Reproduce the data below word for word, from beginning to end, and omit the pictures from your copy.

..........

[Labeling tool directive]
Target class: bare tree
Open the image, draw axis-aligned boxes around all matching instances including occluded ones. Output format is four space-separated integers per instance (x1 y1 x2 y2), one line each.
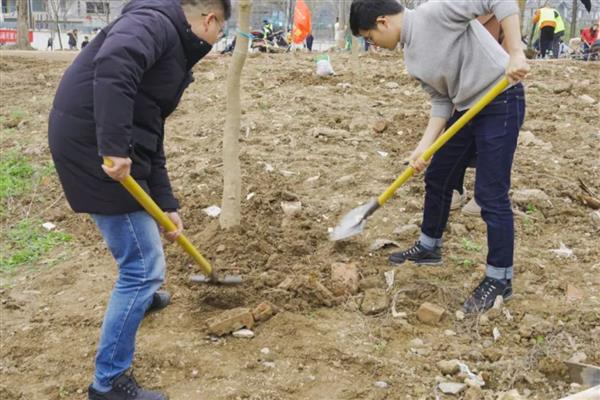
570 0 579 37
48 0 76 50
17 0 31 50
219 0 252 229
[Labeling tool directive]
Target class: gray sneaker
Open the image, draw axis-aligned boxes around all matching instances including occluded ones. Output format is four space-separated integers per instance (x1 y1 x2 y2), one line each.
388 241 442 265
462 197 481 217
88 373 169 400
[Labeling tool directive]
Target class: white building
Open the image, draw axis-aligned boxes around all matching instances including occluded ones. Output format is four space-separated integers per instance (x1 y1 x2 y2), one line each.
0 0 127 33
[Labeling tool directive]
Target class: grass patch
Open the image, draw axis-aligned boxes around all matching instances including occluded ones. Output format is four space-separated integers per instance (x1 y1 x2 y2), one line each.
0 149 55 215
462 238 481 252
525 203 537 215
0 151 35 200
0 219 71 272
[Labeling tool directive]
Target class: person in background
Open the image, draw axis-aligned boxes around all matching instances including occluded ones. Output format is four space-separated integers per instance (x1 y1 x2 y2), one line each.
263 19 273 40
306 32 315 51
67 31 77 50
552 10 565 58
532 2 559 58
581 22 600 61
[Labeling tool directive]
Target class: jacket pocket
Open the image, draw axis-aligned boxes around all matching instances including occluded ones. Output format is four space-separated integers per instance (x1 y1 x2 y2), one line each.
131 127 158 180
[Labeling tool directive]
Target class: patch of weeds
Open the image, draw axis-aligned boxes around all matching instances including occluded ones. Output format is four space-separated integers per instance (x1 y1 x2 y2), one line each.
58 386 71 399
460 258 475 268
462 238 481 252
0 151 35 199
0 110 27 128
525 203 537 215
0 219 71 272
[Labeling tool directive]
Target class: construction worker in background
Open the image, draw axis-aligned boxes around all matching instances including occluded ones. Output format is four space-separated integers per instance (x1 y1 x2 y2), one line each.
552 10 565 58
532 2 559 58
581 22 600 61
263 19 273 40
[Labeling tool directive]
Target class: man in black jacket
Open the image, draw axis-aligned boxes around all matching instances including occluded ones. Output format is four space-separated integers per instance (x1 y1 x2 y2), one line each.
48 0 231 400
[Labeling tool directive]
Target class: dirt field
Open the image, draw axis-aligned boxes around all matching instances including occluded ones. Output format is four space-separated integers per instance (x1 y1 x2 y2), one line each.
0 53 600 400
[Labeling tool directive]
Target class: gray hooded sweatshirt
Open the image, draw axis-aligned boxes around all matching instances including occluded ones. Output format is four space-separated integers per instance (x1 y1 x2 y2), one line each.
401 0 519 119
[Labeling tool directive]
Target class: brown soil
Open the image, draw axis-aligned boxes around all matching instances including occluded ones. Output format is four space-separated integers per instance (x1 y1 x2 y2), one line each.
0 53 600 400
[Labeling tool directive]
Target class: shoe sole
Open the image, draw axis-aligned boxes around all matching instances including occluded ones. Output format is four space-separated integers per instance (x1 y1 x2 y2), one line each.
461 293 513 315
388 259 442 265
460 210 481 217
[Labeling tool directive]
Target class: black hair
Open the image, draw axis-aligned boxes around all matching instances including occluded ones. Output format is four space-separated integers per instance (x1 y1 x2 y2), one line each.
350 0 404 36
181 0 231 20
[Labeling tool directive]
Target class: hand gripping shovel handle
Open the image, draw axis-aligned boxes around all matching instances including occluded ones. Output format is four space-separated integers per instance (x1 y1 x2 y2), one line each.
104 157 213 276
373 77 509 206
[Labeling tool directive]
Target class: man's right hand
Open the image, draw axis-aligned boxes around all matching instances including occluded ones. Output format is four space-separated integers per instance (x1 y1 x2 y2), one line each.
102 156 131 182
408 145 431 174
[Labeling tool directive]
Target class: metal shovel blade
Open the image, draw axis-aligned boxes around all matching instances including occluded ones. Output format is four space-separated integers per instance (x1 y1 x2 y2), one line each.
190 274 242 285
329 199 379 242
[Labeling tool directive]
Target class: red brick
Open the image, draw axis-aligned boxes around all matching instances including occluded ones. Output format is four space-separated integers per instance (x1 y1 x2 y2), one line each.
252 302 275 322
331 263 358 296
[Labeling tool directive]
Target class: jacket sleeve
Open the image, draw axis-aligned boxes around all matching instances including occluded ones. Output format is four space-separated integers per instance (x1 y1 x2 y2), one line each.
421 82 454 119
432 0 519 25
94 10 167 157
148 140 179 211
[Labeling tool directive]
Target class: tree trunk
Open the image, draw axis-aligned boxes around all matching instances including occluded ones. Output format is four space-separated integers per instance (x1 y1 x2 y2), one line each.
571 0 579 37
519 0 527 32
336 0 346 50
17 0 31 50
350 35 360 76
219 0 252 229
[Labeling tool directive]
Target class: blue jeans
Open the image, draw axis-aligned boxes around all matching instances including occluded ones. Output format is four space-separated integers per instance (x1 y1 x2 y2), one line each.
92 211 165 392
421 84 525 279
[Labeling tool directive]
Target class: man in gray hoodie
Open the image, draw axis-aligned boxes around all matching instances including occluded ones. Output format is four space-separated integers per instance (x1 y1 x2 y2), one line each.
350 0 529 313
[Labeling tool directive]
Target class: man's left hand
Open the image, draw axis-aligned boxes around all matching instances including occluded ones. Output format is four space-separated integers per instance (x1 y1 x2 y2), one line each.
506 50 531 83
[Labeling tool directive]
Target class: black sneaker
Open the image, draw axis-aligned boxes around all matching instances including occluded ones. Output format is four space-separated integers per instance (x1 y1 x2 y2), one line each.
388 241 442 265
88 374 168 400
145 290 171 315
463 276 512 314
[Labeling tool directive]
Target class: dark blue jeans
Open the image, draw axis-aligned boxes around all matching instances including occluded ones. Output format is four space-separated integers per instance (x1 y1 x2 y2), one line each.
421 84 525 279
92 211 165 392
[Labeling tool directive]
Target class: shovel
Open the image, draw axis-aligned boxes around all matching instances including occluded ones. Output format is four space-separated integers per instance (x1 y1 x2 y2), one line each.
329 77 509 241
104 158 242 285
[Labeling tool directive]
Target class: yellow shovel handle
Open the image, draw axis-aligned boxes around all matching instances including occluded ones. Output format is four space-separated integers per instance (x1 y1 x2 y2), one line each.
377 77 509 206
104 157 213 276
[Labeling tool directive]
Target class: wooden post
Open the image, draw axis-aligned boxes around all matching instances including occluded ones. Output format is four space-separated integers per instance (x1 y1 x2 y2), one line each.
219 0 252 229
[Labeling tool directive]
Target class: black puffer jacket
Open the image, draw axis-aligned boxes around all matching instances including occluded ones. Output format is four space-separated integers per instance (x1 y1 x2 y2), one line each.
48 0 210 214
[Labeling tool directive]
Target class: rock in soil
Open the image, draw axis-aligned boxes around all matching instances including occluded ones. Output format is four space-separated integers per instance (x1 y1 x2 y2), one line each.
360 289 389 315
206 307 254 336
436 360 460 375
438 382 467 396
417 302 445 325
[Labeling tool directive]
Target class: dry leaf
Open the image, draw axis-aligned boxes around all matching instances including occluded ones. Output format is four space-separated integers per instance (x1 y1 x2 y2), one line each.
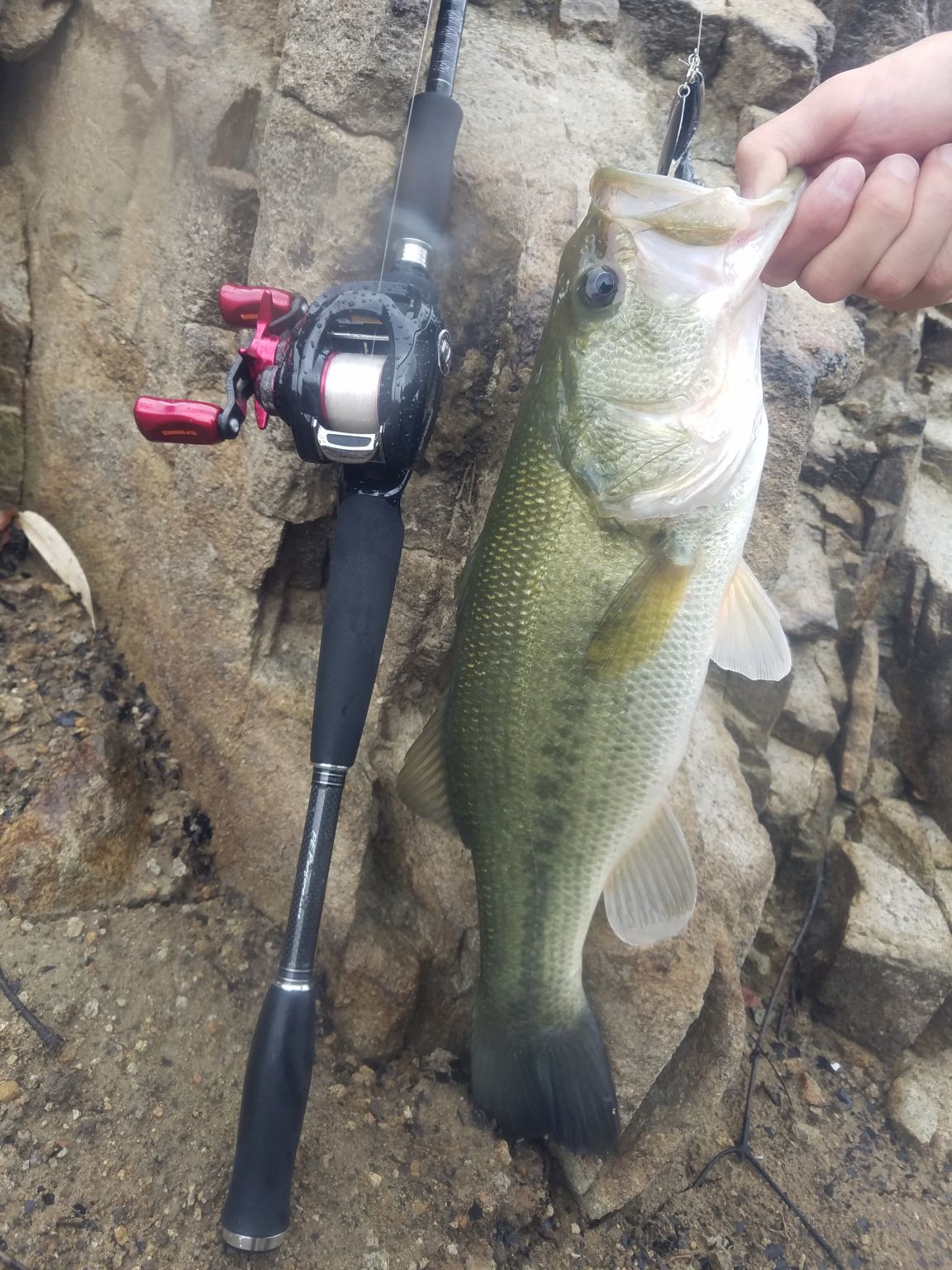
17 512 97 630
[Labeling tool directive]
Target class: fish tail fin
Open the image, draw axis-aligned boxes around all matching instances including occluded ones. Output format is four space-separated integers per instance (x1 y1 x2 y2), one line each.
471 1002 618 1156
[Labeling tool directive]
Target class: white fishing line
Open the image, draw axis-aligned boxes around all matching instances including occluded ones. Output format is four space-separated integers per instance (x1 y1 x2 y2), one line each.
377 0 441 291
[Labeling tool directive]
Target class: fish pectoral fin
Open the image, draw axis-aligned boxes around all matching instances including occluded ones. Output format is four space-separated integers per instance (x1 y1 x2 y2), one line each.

..........

* [FINISHED EXERCISE]
[Labeling tool directive]
Target class: bare tree
Open the image, draw axis-aligned boxes around all matching instances including occluded ones. Output format is four space-separated integers per instance (x1 y1 x2 y2), one line each.
570 0 579 37
48 0 76 50
17 0 31 50
219 0 252 229
[Labeling tool directive]
Target class: gray sneaker
Open the image, draw axis-aligned boxes around all matching instances including occluded ones. Output format is four space-separated integers per instance (x1 y1 x2 y2), one line each.
388 241 442 265
462 197 481 217
88 373 169 400
[Labeling tool directive]
Target class: white building
Open the image, draw axis-aligned boxes around all matching instances including occluded ones. Output format is four space-separated integers per instance (x1 y1 x2 y2), one line each.
0 0 127 33
[Labeling tool directive]
Target class: grass patch
Open the image, draw axis-aligned boxes around all matching instances including occluded ones. Output format is four space-separated integers per instance (x1 y1 x2 y2), one line each.
0 149 55 215
462 238 481 252
525 203 537 215
0 151 35 200
0 219 71 272
[Labeling tool directive]
Target class: person in background
Open the image, draw axis-aligned boxes around all matching instances including occluded ones. Output format is four space-separated integers per instance (x1 y1 x2 y2), one line each.
263 19 273 40
306 32 315 51
67 31 77 50
552 10 565 58
532 2 559 58
581 22 600 61
[Labeling tool directive]
Target class: jacket pocket
Open the image, draw axis-aligned boxes around all matching instances including occluded ones. Output format is four space-separated integers per instance (x1 y1 x2 y2), one line each.
131 127 158 180
[Labeling tool directive]
Target class: patch of weeds
Open the image, draw axis-aligned boxes around all matching instances including occluded ones. Output format is four space-separated integers per instance (x1 y1 x2 y2), one line each.
58 386 71 399
460 258 475 268
462 238 481 252
0 151 35 199
0 110 27 128
525 203 537 215
0 219 71 272
[Labeling tool directive]
Target class: construction worker in background
Open the image, draw axis-aligned boxes around all matching instances including occluded ones. Output format is four space-separated integers per instance (x1 y1 x2 y2), one line each.
552 10 565 58
532 2 559 58
581 22 600 61
263 19 273 40
[Labeling tool directive]
Target class: man in black jacket
Open the image, draw axis-aligned boxes around all matching instances including occluded ones. Output format is four space-separated integers per instance (x1 y1 x2 y2), one line each.
48 0 231 400
[Labeling tool directive]
Target class: dirt field
Open the image, draw axis-aligned boxes around all matching instances including occluded ones. Output format is four space-separated integers per instance (x1 y1 x2 y2), one line each.
0 53 600 400
[Labeling tool directive]
Target class: gray hooded sweatshirt
Open the image, draw axis-aligned boxes around all matching instances including occluded ones. Output format is four space-separated integers per instance (x1 y1 x2 y2), one line each.
401 0 519 119
[Labeling tool directive]
Target class: brown soil
Open the image, draw axis-aligned boxes around all matching instances including occluded ones. Output format is four space-separated integers per instance (x1 y1 x2 y2), one line each.
0 53 600 400
[Labeling tool directive]
Target class: shoe sole
Open the image, draw axis-aligned boxes around all matching instances including occluded ones. Output format is four space-separated integers per instance (x1 y1 x2 y2), one line each.
461 293 513 315
388 259 442 265
460 210 481 217
[Labeling tool directive]
Target class: black hair
Open the image, draw axis-aligned boxes around all matching instances including occluded ones. Output format is four space-separated integers per instance (x1 y1 x2 y2), one line each.
350 0 404 36
181 0 231 20
[Labeling tool directive]
Target class: hand gripping shovel handle
Open the image, draw axis-aligned boxes around all matching instances including occluded ones. Output format is four space-separated integers per instance (x1 y1 x2 y2), one line each.
104 157 213 276
373 77 509 206
[Labeling tool directive]
Target class: man's right hand
Open the image, draw axis-aligned boxes around all matching instances including occluded ones. Output format is four space-separated integers per instance (x1 y1 x2 y2), one line each.
102 156 131 182
408 145 431 174
[Labeling tool directive]
Target class: metal shovel blade
Open the image, draw axis-aligned boxes around all matching instances including occluded ones. Output format is four space-separated integers per instance (x1 y1 x2 y2), one line each.
190 274 242 285
329 199 379 242
[Labeling tool directive]
Target class: red brick
Open the image, draw axis-aligned boxes around all matching instances including occluded ones. Output format is four space-separated integers per instance (x1 y1 x2 y2), one line each.
252 302 275 322
331 263 358 296
[Labeling tool directive]
Target class: jacket sleeve
Open the image, draw axis-aligned boxes around all matching instances including occluded ones. Output format is four space-separated integers per instance (x1 y1 x2 y2), one line each.
421 82 454 119
432 0 519 25
94 10 167 157
148 140 179 211
[Labeling tool directive]
Target class: tree trunk
Open the image, draw axis-aligned boxes around all matching instances including occluded ones. Output format is four space-separated integers per instance (x1 y1 x2 y2), one line each.
571 0 579 37
519 0 527 32
336 0 346 50
17 0 31 50
350 35 360 76
219 0 252 229
[Labeling tool directive]
Target class: blue jeans
Open the image, draw axis-aligned boxes around all matching instances including occluded ones. Output format is four space-separated integers per instance (x1 y1 x2 y2), one line each.
92 211 165 392
421 84 525 279
[Labeling tool directive]
Target class: man in gray hoodie
Open the image, draw axis-aligned boxes around all matching instances including occluded ones. Output format is four space-separated integers per instance (x1 y1 x2 y2), one line each.
350 0 529 313
[Labeling tool directive]
Target class: man's left hand
Open the image, draw axis-aligned boxes around all matching instances including occluded ones. Output format is four space-separated integers per instance (x1 y1 x2 y2), one line each.
506 50 531 83
[Labeling tool directive]
Target class: black sneaker
Open the image, draw axis-aligned boxes around all matching instances including occluded ones. Output format is four space-separated integers per instance (x1 y1 x2 y2), one line each.
388 241 442 265
88 374 168 400
145 290 171 315
463 276 512 314
[Labeling tool directive]
Target class: dark blue jeans
Open the image, draw axis-aligned boxes around all matching instances including occluded ones. Output format is four space-separated integers per instance (x1 y1 x2 y2), one line each.
421 84 525 279
92 211 165 392
[Labeling tool directive]
Target class: shovel
Open the image, draw axis-aligned boxes around all matching instances including occluded ones. Output format is four space-separated integers per instance (x1 y1 x2 y2), one line each.
329 77 509 241
104 158 242 285
[Labeling tool directive]
Target class: yellow shovel handle
Open the image, draw axis-aligned boxes around all matching instances including occluded ones. Output format is four space-separated integers per instance (x1 y1 x2 y2), one line each.
377 77 509 206
104 157 213 276
[Labeling tool directive]
Target class: wooden post
Open the image, draw axis-aligned boxes around all matching instances including occluded ones. Output format is four space-separated integers per instance (x1 y1 x2 y2), one line each.
219 0 252 229
[Labeling tool directive]
Target class: black puffer jacket
Open the image, draw axis-aligned boxes around all matching instances including occluded ones. Output format is four space-separated integers per instance (x1 y1 x2 y2), one line each.
48 0 210 214
[Labeling tool directive]
Target class: rock in soil
Open the image, draw axis-aligned boxes around all matching instances including occluded ones. Output format is four space-separated integers per instance (x1 y1 x2 y2), one line each.
360 289 389 315
206 307 254 336
436 360 460 375
438 382 467 396
417 302 445 325
[Labeling tool directive]
Target class: dry leaf
Open the image, draw axis-aligned boxes around all matching instances including occluded ones. Output format is four space-separated integers per instance (x1 y1 x2 y2), one line each.
17 512 97 630
[Labeling tool directive]
Target class: fish tail fin
Open the image, draw axis-aligned boxes around all matching instances including occluded ones. Output format is four space-separated integers per instance (x1 y1 x2 y2), one line each.
471 1002 618 1156
[Labeling tool directive]
Target class: white fishing line
Open the image, draw axis-aligned boxes around all matching instances including occluded ones. Output format is four space-separated integers per instance (x1 y1 x2 y2), one line each.
377 0 441 291
[Labeling tool directive]
Target class: fish pectoral fin
Open the image, draw axis-aligned boxes around all matching instances including occluded ones. Output format is four space-separated integers per instance (x1 y1 x2 y2), one line each.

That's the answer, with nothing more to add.